Collected data
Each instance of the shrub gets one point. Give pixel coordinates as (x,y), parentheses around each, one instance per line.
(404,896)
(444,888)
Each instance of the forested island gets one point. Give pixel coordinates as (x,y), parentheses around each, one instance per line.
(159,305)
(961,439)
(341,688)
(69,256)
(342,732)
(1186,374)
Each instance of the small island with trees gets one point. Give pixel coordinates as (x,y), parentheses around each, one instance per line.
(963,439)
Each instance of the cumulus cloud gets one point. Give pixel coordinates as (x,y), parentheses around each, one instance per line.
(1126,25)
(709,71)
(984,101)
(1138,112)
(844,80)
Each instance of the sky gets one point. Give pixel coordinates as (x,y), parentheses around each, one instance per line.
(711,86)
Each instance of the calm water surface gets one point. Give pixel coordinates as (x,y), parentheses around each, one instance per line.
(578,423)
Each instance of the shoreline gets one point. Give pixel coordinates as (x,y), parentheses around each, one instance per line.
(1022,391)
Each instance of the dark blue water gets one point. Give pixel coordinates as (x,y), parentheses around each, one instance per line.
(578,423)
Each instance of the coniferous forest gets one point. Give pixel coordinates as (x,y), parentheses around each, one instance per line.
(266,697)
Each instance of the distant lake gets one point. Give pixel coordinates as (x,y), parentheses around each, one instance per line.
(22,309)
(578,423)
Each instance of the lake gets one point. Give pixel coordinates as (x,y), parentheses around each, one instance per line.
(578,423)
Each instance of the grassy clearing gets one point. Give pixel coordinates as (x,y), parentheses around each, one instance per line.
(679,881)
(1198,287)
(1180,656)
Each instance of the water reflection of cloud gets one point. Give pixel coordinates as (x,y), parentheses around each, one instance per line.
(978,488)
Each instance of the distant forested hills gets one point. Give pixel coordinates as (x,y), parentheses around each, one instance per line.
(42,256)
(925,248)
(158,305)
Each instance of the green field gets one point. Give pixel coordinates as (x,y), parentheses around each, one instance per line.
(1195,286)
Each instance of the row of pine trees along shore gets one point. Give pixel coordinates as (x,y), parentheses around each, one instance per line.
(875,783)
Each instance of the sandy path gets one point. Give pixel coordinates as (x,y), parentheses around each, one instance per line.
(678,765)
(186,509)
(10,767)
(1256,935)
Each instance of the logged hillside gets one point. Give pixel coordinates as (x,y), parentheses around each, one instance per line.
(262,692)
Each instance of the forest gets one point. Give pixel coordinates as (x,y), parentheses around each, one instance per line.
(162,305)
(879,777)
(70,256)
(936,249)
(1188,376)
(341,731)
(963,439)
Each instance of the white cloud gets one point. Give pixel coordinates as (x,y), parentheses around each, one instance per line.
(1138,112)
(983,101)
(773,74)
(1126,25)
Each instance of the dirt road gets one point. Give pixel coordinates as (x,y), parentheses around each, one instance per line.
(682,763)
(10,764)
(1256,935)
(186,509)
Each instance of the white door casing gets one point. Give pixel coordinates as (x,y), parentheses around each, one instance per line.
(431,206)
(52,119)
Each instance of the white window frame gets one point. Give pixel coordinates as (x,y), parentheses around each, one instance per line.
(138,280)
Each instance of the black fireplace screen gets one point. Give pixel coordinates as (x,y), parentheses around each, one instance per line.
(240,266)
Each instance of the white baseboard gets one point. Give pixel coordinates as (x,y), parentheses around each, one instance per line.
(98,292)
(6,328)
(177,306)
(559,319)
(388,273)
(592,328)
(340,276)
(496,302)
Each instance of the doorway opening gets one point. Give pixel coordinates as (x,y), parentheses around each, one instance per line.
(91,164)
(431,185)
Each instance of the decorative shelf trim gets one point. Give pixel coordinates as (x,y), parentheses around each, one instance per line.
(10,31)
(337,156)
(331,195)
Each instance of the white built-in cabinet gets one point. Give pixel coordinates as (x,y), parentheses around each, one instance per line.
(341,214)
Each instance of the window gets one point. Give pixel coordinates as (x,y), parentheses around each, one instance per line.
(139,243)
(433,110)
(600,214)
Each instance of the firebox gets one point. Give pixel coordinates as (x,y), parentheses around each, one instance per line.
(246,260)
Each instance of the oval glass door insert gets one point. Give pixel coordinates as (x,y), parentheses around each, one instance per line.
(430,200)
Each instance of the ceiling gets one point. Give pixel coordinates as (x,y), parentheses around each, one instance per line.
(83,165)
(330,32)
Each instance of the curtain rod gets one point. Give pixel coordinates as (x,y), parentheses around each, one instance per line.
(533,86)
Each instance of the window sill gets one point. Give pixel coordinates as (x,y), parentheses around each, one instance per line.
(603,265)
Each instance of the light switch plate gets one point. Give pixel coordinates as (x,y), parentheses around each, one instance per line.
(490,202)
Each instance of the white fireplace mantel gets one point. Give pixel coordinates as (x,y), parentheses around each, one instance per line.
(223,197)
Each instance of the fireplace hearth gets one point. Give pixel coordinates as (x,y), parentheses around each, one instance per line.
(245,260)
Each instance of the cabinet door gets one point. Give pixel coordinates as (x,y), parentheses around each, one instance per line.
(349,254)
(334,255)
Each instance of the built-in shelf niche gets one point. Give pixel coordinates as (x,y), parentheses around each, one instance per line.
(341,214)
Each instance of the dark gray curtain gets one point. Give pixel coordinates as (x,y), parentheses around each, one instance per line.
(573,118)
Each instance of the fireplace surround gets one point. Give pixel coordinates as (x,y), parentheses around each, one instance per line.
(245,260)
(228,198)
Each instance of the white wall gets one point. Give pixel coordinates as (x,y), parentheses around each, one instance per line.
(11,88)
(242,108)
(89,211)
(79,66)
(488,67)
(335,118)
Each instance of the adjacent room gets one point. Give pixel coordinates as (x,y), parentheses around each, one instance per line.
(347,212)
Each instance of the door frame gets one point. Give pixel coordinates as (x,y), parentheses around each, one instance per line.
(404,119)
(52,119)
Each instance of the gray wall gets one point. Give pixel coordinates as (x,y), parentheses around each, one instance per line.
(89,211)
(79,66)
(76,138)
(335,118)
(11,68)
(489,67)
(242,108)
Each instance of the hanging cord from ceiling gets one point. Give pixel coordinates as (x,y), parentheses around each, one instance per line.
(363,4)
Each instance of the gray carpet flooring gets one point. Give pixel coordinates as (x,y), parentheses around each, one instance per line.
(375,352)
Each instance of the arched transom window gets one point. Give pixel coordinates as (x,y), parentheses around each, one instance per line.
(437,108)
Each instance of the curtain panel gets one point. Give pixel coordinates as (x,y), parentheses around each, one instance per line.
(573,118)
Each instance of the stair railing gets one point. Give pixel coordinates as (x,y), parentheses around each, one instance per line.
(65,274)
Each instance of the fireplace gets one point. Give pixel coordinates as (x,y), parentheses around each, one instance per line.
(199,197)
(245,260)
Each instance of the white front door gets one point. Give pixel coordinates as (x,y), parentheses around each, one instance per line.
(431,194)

WRITTEN EXERCISE ::
Copy out each line exactly as written.

OUTPUT FOR THIS TASK ::
Each instance of the shrub gets one point. Give pixel coordinates as (x,y), parentheses around each, one instance per line.
(404,896)
(444,888)
Each instance of the forested island gets one point. Give pixel coordinates as (x,y), parentheses around each, one instance per line.
(159,305)
(961,439)
(341,688)
(69,256)
(342,732)
(1186,374)
Each instance of the small island with trees gets one point. Give pixel coordinates as (x,y), parentheses around each, one instance per line.
(963,439)
Each instance of the cumulus cloud gets one point. Give pixel coordinates as (x,y), parentheses around each, one instance per line.
(1126,25)
(709,71)
(984,101)
(1138,112)
(844,80)
Each instance of the sky gets one point. Give pixel coordinates as (x,y), parentheses around each, one instance per line.
(711,86)
Each instance of the calm water surface gets one point. Give pixel coordinates as (x,y), parentheses around each, one instance per line.
(578,423)
Each instance of the shoreline gets one point. Give pixel coordinates as (x,y), parentheses around each, one instance per line.
(1022,391)
Each instance of the dark blue water gets one point. Give pixel coordinates as (x,y), parentheses around each, one instance per line.
(578,423)
Each instance of the coniferous forest gets one point. Give pixel coordinates as (x,y), parentheses around each, one instance per line.
(266,697)
Each instance of the distant lake gets one point. Give pixel coordinates as (x,y), parentheses around each, one instance per line.
(22,309)
(578,423)
Each instance of the lake gets one point. Give pixel coordinates as (x,y), parentheses around each, one instance per line.
(578,423)
Each instance of the grassy clearing gets one point. Give pixel coordinates as (x,y), parentheses around each, one instance per line.
(679,881)
(1198,287)
(1180,656)
Each instance of the water reflection of cloud gets one point. Give pixel coordinates as (x,y), parentheses around each, one instance per line.
(978,488)
Each instance of the distant forested hills gets one point. Give pixel coordinates as (x,y), parentheses around each, one instance per line.
(42,256)
(925,248)
(158,305)
Each instance of the green field gets one point. Give pixel coordinates as (x,y), parentheses around each, one instance per line.
(1195,286)
Each instance of the row of pine trees along shore gets one point. Give pixel coordinates as (x,y), parentheses around each, one instance per line.
(875,783)
Each instance of the sandy path gets one point. Give pixel coordinates as (x,y), parentheses around each, one instance per line.
(678,765)
(186,509)
(10,767)
(1256,935)
Each instance of the logged hillside gets one point. Give pixel coordinates as (x,y), parentheses around each, one instance per line.
(262,692)
Each instance of the forest gets one point. Give pixel coordinates as (x,y), parentheses around each, one instance per line.
(162,305)
(879,777)
(70,256)
(936,249)
(1188,376)
(341,731)
(963,439)
Each instance of the white cloud gets one point. Give pixel coordinates as (x,y), parentheses around each, one instance per line.
(1138,112)
(983,101)
(773,74)
(1126,25)
Each instance of the dirt road gets one point. Give pixel coordinates as (x,y), parentheses around each, one instance per line.
(682,763)
(10,764)
(1256,935)
(186,509)
Each instance of the white door casing gets one point. Give pixel coordinates as (x,y), parentheses around each, one instance per line.
(431,206)
(52,119)
Each instance of the white window frame gets one point. Give pixel coordinates as (x,y), parentheses around each, one instance per line.
(138,280)
Each instance of the black fireplace screen gets one point. Give pixel coordinates as (x,y), parentheses around each, one instance per line.
(240,266)
Each instance of the white baseboard gets one point. Give pixel coordinates as (x,y), parentheses around each, one instance per line.
(98,292)
(6,328)
(177,306)
(559,319)
(388,273)
(592,328)
(340,276)
(496,302)
Each instance of the doorway opening gets one point. Give pixel coordinates as (x,y), parentheses around each, one instance per line.
(91,164)
(431,185)
Each instance of the decorative shelf trim gets one point. Give pixel coordinates as (x,y), parentheses around each, one instance per line.
(10,31)
(337,156)
(331,195)
Each instance of the white built-in cabinet gets one point. Give pixel coordinates as (x,y), parentheses around each, one instance per line.
(341,214)
Each instance of the window gets one point. Give pixel coordinates as (x,y), parentheses around each, one instance per line.
(139,243)
(433,110)
(600,214)
Each instance of the firebox gets one point. Give pixel coordinates as (x,y), parentheses around each, one instance per line.
(246,260)
Each instance of the oval glass door insert gets one point. Give pixel coordinates as (x,y), parentheses around each, one instance per line.
(430,200)
Each instance of the ceiling gets one point. Give pixel coordinates as (x,y), parentheses around each, one instance per line.
(83,165)
(330,32)
Each instance of the curtain rod gets one point. Give pixel coordinates as (x,y), parentheses around each, one instance per line.
(533,86)
Each instance of the window sill gets one point. Give pixel coordinates as (x,y), parentheses around each, one instance per line.
(603,265)
Each instance of the light switch plate gets one point. Give pixel coordinates as (x,y), parentheses around each, one instance per line.
(490,202)
Each instance of the white fireplace mantel gets one point. Give pixel coordinates as (x,y), parentheses around each, one instance per line.
(223,197)
Each instance of the fireplace hearth gets one point. Give pixel coordinates as (x,y), parentheses around each, one instance per line.
(245,260)
Each instance of the cabinet door gets one point. Give pixel coordinates as (x,y), parentheses around each, one instance per line.
(349,254)
(334,255)
Each instance of the built-in shelf niche gets one point. Give pixel coordinates as (x,y), parentheses around each, one instance per line.
(341,214)
Each instance of the dark gray curtain gets one point. Give pixel coordinates as (x,y), parentheses around each, one instance per line.
(573,118)
Each instance of the fireplace surround gets one point. Give pixel coordinates as (x,y), parentheses around each, one instance per line.
(245,260)
(228,198)
Each instance of the white wall gets one point. Give pixel coordinates as (x,y), parentheses around each, one instance per line.
(11,88)
(242,108)
(89,211)
(79,66)
(488,67)
(335,118)
Each instance of the adjacent room gets one point. Give pixel coordinates as (x,y), parentheses around each, one instance per line.
(347,212)
Each instance of the door frame gets one point. Give pixel coordinates as (x,y), parentheses around each, one instance per line.
(404,119)
(52,119)
Each instance of the gray wall gets one point. Give pixel coordinates as (x,y), parentheses around each, one instance per line.
(89,211)
(79,66)
(76,138)
(335,118)
(11,68)
(489,67)
(242,108)
Each instance of the hanging cord from ceiling gets one point. Give pixel coordinates as (x,y), parentheses around each, one instance per line.
(363,4)
Each instance of the gray carpet flooring gets one point. Give pixel coordinates as (x,y), parentheses around each, one instance per line.
(375,352)
Each instance of the arched transom window gets one point. Give pixel coordinates as (x,y), parentheses around each, one instance per line.
(437,108)
Each instance of the curtain panel gets one point. Give pixel coordinates as (x,y), parentheses around each, one instance per line.
(573,118)
Each instance of the stair railing gets one point. Give pixel coordinates as (x,y), parentheses around each, one instance per line.
(65,274)
Each instance of the fireplace gets one point. Give pixel coordinates as (x,y), parentheses around each, one instance per line.
(199,197)
(245,260)
Each instance of the white front door gets one point. Give pixel coordinates as (x,y), parentheses around each, one instance per line.
(431,194)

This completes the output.